QUIT PLAYIN’: Another Dick Gregory!

BY VINCENT L. HALL

“Three hundred years of humiliation, abuse and deprivation cannot be expected to find a voice in a whisper.”
— Martin Luther King Jr., Why We Can’t-Wait.
Dick Gregory
Photo Courtesy

Martin King was right. Centuries of oppression and second-class citizenship cannot be hushed away. We needed more than a whisper to plead our cause. That must be why the Lord sent us a brilliant Black Prodigy named Richard Claxton Gregory.

Showtime apparently understood how profound our brother was and has recently released a documentary entitled “The One and Only Dick Gregory.” This is how they describe the 113 minutes odyssey featuring America’s greatest soothsayer and griot.

“Feature-length documentary examining activist, a pop-culture icon and thought leader Dick Gregory, whose work as a self- described ‘agitator’ shaped a generation demanding justice. As a renowned Black comedian, Gregory had a platform to take on the most incendiary battles of hunger, gender equity, and civil rights – stirring trouble and making headlines in the service of social justice.”

The film also includes a few artists Dick influenced, including Dave Chappelle, Chris Rock and Wanda Sykes. Writer and Director Andre Gaines does an excellent job of telling the storyteller’s story.

The internet is full of Dick Gregory’s lore and laughter, but he left a lot right here in Dallas, Texas. Thanks to my close proximity to my editorial boss Cheryl Smith, I had an audience with him on lots of occasions.

There was one very memorable TalkBack Liberation radio appearance with Dallas County Commissioner John Wiley Price. It was just before the ball dropped to introduce 2000, the new millennium. It was a crazy time.

American capitalists were in rare form, and y’all was buying everything from extra insulin to computer insurance for fear of what might happen. Some of y’all still got potted meat, peanut butter, and a bundle of one-dollar bills in your stash!

Dick Gregory declared that 2000 would unleash the “Age of Aquarius.” Some of you are old enough to remember that 1960’s hit.

“When the moon is in the Seventh House…And Jupiter aligns with Mars. Then peace will guide the planets…And love will steer the stars. This is the dawning of the Age of Aquarius.” The Age of Aquarius has always held a modicum of mystery in the astrological sciences.

Dick Gregory pronounced profusely that in the Age of Aquarius, there would be no more mysteries. Anything you conspired to do in the dark might just as well be done in broad daylight. Dick laughed about the cultural saying that a “Hit dog would holler.” He said that in the Age of Aquarius, you might see the dog get hit!

Recorded data

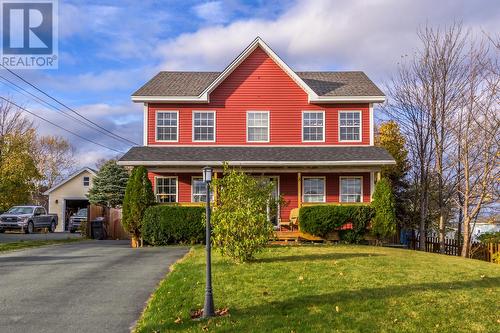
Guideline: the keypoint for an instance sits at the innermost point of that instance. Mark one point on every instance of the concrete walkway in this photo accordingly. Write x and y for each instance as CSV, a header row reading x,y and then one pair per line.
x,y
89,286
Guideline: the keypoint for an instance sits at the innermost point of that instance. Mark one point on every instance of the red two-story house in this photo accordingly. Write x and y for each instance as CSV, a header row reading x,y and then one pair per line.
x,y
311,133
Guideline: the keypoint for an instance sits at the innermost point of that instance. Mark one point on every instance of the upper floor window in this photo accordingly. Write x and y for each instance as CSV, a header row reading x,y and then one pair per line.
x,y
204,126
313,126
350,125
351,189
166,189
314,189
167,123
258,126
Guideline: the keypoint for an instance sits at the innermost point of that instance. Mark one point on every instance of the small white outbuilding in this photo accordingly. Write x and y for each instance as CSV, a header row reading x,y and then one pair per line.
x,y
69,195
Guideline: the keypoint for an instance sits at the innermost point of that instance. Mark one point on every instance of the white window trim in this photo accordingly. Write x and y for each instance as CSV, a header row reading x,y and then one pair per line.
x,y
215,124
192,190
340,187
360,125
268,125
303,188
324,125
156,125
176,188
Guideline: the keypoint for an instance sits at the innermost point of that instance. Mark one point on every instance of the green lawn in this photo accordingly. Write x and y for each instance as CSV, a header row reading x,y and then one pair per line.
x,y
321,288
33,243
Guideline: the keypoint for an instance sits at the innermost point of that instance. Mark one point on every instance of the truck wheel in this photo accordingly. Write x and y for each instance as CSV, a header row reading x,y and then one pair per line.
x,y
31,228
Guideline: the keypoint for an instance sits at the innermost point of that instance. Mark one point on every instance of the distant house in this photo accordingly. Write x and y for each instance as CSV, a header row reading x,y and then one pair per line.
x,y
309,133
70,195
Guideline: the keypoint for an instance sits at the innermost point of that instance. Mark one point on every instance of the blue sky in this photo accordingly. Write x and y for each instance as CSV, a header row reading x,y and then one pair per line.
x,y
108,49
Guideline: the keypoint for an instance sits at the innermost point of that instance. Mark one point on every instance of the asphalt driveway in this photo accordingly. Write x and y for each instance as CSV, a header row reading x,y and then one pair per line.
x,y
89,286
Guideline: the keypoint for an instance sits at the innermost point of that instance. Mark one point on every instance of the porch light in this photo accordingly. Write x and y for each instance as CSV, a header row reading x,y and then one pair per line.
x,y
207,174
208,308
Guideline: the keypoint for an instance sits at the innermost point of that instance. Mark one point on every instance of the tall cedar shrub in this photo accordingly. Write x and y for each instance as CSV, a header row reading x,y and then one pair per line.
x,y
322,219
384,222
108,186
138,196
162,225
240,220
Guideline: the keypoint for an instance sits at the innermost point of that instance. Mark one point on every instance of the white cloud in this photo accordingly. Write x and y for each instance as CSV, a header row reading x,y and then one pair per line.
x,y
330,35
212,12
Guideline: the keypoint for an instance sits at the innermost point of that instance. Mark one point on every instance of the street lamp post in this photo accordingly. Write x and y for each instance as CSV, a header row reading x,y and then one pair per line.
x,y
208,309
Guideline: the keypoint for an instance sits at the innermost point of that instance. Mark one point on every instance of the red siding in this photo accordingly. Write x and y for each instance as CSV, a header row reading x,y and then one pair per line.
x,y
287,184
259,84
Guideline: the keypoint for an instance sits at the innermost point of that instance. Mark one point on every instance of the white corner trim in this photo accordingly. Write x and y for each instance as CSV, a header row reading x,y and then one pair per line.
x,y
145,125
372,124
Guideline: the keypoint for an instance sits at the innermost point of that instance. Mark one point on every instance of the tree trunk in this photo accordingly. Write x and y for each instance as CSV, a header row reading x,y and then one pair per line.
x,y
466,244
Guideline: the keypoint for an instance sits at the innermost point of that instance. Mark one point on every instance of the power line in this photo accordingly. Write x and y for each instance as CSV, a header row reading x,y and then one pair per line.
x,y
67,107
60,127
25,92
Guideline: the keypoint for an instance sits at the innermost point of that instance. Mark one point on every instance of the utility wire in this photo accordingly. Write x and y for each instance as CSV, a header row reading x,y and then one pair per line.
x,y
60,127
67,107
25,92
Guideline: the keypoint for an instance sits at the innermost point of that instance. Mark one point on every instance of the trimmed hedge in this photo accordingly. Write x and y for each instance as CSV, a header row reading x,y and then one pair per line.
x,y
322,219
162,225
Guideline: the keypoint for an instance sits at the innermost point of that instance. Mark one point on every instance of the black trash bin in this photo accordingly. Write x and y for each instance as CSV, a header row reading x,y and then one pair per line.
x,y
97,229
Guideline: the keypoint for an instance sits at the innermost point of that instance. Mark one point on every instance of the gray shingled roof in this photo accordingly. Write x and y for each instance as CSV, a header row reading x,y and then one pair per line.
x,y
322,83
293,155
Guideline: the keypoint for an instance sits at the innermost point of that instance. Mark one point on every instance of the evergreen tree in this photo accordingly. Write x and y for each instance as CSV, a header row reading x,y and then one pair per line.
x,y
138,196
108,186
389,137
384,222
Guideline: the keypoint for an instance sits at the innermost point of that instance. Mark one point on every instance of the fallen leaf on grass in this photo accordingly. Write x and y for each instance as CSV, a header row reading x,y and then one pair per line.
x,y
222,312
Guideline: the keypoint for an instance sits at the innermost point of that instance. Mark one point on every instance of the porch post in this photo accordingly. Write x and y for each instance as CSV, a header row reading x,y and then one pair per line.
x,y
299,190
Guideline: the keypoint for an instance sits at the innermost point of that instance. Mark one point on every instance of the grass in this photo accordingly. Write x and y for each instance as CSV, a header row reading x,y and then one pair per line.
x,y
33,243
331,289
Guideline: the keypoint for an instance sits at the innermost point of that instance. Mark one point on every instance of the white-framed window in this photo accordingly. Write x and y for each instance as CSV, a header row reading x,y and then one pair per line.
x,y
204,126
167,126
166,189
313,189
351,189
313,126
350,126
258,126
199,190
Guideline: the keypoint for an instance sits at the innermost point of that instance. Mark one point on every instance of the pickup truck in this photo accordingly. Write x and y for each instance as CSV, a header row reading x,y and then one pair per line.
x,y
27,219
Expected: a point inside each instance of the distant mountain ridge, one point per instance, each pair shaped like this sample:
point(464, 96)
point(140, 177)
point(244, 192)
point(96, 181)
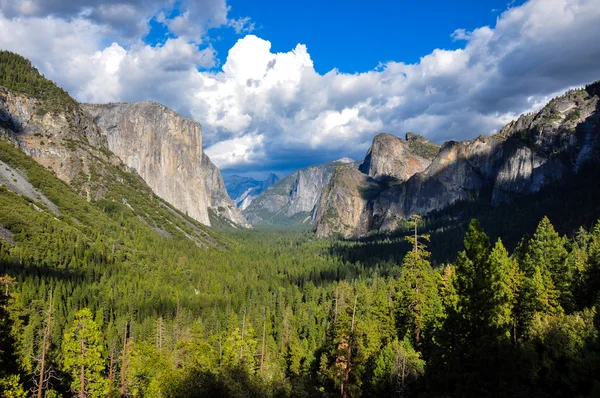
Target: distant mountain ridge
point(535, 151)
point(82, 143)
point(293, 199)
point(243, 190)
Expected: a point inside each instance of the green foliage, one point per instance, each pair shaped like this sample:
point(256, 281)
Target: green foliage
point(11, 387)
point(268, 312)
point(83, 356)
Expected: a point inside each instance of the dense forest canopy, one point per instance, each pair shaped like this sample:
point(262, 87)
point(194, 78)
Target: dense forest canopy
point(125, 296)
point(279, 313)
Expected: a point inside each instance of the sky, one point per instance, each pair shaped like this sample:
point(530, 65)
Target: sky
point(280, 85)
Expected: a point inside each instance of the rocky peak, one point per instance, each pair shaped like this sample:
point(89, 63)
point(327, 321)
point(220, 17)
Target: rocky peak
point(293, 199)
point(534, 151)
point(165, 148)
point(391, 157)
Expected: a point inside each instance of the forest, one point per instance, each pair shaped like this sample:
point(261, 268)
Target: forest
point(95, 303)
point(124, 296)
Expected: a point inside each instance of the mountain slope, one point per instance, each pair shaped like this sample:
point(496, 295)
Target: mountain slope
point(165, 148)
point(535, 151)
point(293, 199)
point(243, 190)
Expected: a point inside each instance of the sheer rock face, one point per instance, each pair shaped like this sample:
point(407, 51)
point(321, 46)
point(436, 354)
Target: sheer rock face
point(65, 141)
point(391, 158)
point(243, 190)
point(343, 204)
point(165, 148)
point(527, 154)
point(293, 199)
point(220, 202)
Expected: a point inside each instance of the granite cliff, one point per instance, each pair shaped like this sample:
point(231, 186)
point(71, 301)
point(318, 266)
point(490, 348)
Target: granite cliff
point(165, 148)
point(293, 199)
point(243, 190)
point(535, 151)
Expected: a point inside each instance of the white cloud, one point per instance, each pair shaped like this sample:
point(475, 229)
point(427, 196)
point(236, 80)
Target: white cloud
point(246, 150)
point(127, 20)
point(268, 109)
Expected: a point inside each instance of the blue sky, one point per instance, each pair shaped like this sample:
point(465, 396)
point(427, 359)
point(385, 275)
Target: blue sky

> [To be done]
1/ In the column about Dick Gregory, who wrote and directed the Showtime documentary?
2/ Carry on the column about Dick Gregory from the point where it stops.

> [Per-task outputs]
1/ Andre Gaines

2/
Either by happenstance of circumstance, Dick’s messianic message marked the beginning of an age when social media and social outlets would replace crystal balls and Ouija boards. “There ain’t no use to ducking and hiding now, it’s all going to come out, and everybody’s going to know about it.”

If you were ashamed of whom you were with, where you were going or how your hypocritical habits might look…you better quit because, in the Age of Aquarius, all of your secrets were going to be laid bare before the world. Your paramour would be no more, and your giftedness can’t hide your shiftiness.

At the last Don’t Believe the Hype Bowl-A-Thon he attended, he dropped another bombshell. Dick Gregory told us hurricanes prove the power of the Black Woman. My mouth dropped. He whispered the words, but the voice of his admonition was so loud until it thundered.

Dick explained that all hurricanes start at the exact spot in West Africa where the slaves were placed on the ship. Not almost there, the same place. Hurricanes stay underwater and follow the same route as the slave ships. No slave was offloaded until they reached the Caribbean. No hurricane jumps above the water until it reaches the Caribbean.

A hurricane catches this country and comes all the way up the East Coast to Maine. Maine is close to Canada, but Canada never had a Hurricane. Canada never messed with Black women, and that’s why they don’t get hit. The storm turns North and heads outward. Hmm!

We have suffered at least 402 years of humiliation, abuse, and deprivation.

We don’t need another whisper.

We need another Dick Gregory!

Vincent L. Hall is an author, activist, and an award-winning columnist.